**About this task**
Return all of the data exactly, with nothing left out but the pictures.

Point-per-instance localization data
-*-

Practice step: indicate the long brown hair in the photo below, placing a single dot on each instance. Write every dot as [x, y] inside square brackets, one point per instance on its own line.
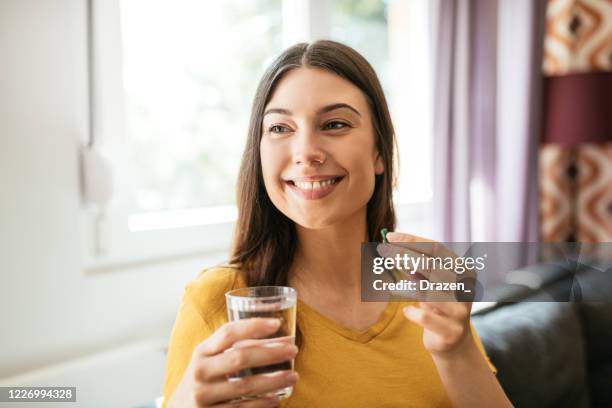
[265, 240]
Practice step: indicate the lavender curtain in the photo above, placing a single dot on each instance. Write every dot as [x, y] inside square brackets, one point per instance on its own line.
[487, 111]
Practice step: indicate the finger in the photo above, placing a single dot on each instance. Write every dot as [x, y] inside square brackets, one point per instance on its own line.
[441, 325]
[264, 401]
[218, 366]
[456, 310]
[247, 386]
[422, 245]
[231, 332]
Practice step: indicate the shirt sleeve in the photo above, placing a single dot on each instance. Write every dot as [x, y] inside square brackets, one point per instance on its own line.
[189, 330]
[482, 349]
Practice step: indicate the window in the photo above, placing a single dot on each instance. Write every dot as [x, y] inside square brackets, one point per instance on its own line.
[184, 74]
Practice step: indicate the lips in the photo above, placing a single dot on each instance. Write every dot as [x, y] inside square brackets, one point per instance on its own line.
[314, 188]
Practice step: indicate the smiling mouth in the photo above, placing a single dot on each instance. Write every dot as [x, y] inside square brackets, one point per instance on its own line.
[313, 190]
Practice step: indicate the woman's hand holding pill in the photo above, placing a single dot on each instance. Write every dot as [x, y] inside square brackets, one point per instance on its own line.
[445, 322]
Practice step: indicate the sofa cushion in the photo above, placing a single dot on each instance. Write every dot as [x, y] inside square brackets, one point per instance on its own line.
[539, 351]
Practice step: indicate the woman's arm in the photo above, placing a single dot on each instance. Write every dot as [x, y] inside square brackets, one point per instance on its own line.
[465, 373]
[447, 335]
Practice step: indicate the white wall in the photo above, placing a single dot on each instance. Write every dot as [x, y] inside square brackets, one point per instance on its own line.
[49, 309]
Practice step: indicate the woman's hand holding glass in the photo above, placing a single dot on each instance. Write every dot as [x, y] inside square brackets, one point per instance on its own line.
[207, 382]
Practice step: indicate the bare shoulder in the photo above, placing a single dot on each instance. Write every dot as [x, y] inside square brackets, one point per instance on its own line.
[208, 290]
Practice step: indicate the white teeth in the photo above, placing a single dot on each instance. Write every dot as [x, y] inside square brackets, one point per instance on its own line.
[306, 185]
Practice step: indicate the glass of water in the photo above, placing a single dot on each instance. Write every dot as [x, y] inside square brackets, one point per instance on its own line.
[265, 301]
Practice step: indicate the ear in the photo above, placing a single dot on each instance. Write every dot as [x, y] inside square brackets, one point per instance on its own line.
[379, 166]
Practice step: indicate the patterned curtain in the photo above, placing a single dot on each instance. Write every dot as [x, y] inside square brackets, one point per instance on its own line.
[576, 150]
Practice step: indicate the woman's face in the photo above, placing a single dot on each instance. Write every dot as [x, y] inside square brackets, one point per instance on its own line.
[318, 150]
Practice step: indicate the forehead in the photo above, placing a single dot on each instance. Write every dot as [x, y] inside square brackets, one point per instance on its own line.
[306, 89]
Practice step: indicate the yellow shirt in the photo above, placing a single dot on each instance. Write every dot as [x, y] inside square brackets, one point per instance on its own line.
[384, 366]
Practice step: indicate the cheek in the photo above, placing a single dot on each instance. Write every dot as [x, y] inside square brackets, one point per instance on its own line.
[271, 166]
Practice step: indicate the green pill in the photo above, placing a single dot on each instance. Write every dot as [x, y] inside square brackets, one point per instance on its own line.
[383, 232]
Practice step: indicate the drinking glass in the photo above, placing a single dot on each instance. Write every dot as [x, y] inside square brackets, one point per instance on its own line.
[265, 301]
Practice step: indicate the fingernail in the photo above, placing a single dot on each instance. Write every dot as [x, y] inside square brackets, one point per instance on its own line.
[273, 323]
[409, 311]
[275, 344]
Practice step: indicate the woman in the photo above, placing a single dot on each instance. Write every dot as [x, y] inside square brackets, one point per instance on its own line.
[315, 182]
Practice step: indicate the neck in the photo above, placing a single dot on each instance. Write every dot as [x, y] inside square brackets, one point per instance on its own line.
[328, 260]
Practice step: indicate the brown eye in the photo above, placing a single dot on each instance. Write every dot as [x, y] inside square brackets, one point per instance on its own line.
[278, 129]
[335, 125]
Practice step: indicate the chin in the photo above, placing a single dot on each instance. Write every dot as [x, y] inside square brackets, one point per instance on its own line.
[313, 223]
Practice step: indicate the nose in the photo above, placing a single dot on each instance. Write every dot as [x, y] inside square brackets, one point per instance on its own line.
[307, 149]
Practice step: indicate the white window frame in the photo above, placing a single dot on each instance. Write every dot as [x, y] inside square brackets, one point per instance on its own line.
[114, 238]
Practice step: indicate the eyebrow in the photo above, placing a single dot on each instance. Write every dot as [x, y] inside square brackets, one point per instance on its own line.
[324, 109]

-*-

**Solution to the exercise**
Practice step: indicate the long brown hair in the photo below, placing a single dot on each instance. Write every dot as [x, y] inside square brackets, one point per instance on its own line.
[265, 240]
Practice step: indicate the lavender curtain in the photo above, placing a single dot on each instance. Write every dot as [x, y] inside square brackets, one point per instance on its own line.
[487, 111]
Practice step: indicate the finger in the photo above, placing a single dot on each instance. Write every dot as [x, y] inside square brackets, one point per instance on its own line.
[441, 325]
[264, 401]
[218, 366]
[456, 310]
[247, 386]
[422, 245]
[231, 332]
Practice step: indicate the shirt sleeve in the photo above, placing a single dot on each instance. Write every dot as [x, y] inside square brackets, one point per instance on its own line.
[189, 330]
[482, 349]
Practice step: indicate the window in the photo above, placing a single dot on each instance. Write every dot as [x, y] inside square brackets, one point per instance on its own line.
[184, 74]
Practice step: indicate the lips in the photo above, placing a single dot on each instance. Write every dot as [x, y] inside square brackets, one point per instance on its own line.
[314, 188]
Practice step: indicate the smiling mouth in the photo above, placing a single dot on each instance. Write every dot as [x, y] inside square brackets, one point per instance on its own line.
[313, 190]
Practice step: indicate the woman's hand holding pill in the photo above, placing a single dot on each instance. Write every dot as [x, y] inside square brackets, one point per instance on its own line.
[445, 322]
Practice step: indicate the sofa cushion in the photo above, placing a single dot on each instance. Write every dot as [x, y] inside square brackets, one point per instance on its own line.
[539, 351]
Practice step: indicate the woman's arm in the photo above, placing a single dot on each instance. Write every dot as [x, y] inside square brackets, one point per instance on its own line.
[465, 373]
[447, 335]
Practice step: indicate the white wall in the photo above, placing a single dot on each instance. Write every dot as [x, y] inside square brackets, one point per instance on its own line.
[49, 309]
Practice step: indicate the woman's hand holding glass in the photo above, placing a single dot on each instance. Write every dot as [x, y] inside square brackets, one point per instance on its own line.
[207, 382]
Practice step: indicate the bare shoulder in the photo above, placing a single dot on each instance. Write every dot as [x, y] inside square brackets, one point per instance on its own line.
[208, 290]
Practice step: indicate the white teeth in the photo above, placing a single dot on each instance. Write every dot as [x, y] inside square brackets, one point per instance on its own line.
[306, 185]
Practice step: indicate the glass of water in the photo above, placing a single dot on each instance. Write every dot as [x, y] inside square brackets, one point per instance on its own line.
[265, 301]
Practice step: indicate the ear in the photo above, placing a single dot on each instance. Write every dot as [x, y] inside square brackets, one point per instance on its own line.
[379, 166]
Practice step: indicate the patterned curtain in the photo above, placing a single dot on each instance. Write every dot as [x, y] inside square brackets, one point per instance on its own line.
[576, 150]
Practice step: indicate the woman's face in the photo above, placing a single dot on each instance. Write every dot as [x, y] inside square brackets, one point per instance on its own line.
[318, 150]
Practice step: indicate the forehead in the photo above, placing a single dot on each instance. Write every dot as [x, y] inside square brackets, one point per instance on its own line.
[306, 89]
Practice step: indicate the yellow shirt in the photo above, placing a single dot on each instance. Write every dot as [x, y] inside square brackets, one point per instance on its own line.
[384, 366]
Practice step: indicate the cheek in the photo above, placing a single dot on each instance. Write every dot as [x, y] inside square brackets, one point per instance on its own line.
[271, 166]
Practice step: indicate the green pill in the photo above, placing a single dot on each instance. Write every dot as [x, y] inside square brackets, one point per instance on its own line.
[383, 232]
Practice step: indicate the drinking glass in the photo above, placing a single dot on each instance. Write every dot as [x, y] inside square brackets, one point per instance on its own line.
[265, 301]
Practice step: indicate the fingernail in the photo above, placing a single dot on each instance. Write every dot as [x, y] inside square brackets, one point per instance on its own line.
[273, 323]
[409, 311]
[275, 344]
Practice step: indicate the woman in the photo above, placing a single dot on each instance. Write every dot as [x, y] inside square brackets, one point per instance on its own line.
[315, 182]
Practice step: indicate the neck in the photo above, placing a single dot on each instance. Write every dot as [x, y] inside square brackets, one point per instance on its own line.
[328, 260]
Practice step: indicate the brown eye in the photo above, placing a single dot on each instance. Write every dot as [x, y] inside square brackets, one point per instance on its own line.
[278, 129]
[335, 125]
Practice step: indicate the chin in the photo above, placing a single dot on each instance. Write every dot as [x, y] inside square brackets, one point per instance on its own line.
[313, 223]
Practice step: indicate the nose in the photo above, placing a single dot on each instance. Write every dot as [x, y] inside square brackets, one point per instance on its own line.
[307, 149]
Practice step: indicate the white window frame in the photo above, placing a single dot on each instance. Write every dot as [x, y] inside square brackets, one point per instance on its own line.
[114, 238]
Practice step: indicate the eyebrow in the photo above, placing a single dot on each instance. Write every dot as [x, y] inside square brackets, one point per instance on its own line.
[324, 109]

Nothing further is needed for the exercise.